## Exercise
Rescale the rows from the start through the line holding "MULTIPOLYGON (((362 321, 423", inclusive, and write out every line again, requests included. Multiply each coordinate in the answers by 0.6 and round to whole numbers with halves going up, leaving the requests and their format samples unchanged.

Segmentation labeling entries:
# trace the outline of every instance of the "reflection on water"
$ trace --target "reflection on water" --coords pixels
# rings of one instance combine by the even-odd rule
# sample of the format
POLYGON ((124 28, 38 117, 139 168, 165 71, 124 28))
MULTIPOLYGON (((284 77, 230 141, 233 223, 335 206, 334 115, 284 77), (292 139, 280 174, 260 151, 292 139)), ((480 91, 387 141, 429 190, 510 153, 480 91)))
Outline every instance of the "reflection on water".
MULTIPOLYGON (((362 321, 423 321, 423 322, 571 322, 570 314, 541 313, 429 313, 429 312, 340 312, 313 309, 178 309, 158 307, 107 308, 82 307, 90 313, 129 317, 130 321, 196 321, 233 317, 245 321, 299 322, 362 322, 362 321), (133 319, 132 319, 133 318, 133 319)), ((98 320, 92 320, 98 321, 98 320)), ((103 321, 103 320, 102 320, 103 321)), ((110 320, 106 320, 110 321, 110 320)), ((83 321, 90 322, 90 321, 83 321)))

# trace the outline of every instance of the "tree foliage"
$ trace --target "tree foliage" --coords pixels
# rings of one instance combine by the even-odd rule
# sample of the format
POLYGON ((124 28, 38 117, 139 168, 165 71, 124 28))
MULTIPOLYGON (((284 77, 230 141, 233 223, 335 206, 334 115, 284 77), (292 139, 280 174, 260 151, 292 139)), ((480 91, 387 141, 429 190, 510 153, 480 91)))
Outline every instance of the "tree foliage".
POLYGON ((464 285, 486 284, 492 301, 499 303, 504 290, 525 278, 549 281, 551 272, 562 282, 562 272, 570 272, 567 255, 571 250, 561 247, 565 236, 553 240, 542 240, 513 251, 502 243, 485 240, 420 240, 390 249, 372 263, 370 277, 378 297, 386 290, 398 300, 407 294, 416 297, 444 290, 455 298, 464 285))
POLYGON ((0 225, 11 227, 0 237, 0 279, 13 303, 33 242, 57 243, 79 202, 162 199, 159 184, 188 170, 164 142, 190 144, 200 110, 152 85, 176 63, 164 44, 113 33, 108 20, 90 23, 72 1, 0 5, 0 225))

## Correct output
# trace the outline of every instance of the "reflection on water"
$ trace --target "reflection on water" --coords pixels
# rings of one instance combine by the even-odd rule
# sample of the format
POLYGON ((124 28, 38 117, 139 168, 165 71, 124 28))
MULTIPOLYGON (((284 77, 230 141, 233 223, 335 206, 334 115, 284 77), (292 139, 280 174, 260 151, 292 139)), ((480 91, 387 141, 429 190, 510 153, 480 91)))
Outline every instance of the "reflection on water".
MULTIPOLYGON (((217 193, 254 193, 254 193, 343 193, 342 188, 325 188, 257 188, 257 187, 204 187, 188 185, 107 185, 95 184, 64 185, 49 184, 54 188, 77 190, 78 193, 118 193, 140 190, 147 193, 179 193, 217 193, 217 193), (80 191, 79 191, 80 191, 80 191)), ((59 192, 55 192, 59 193, 59 192)), ((62 193, 62 192, 61 192, 62 193)), ((66 192, 64 192, 66 193, 66 192)), ((50 193, 54 193, 54 193, 50 193)))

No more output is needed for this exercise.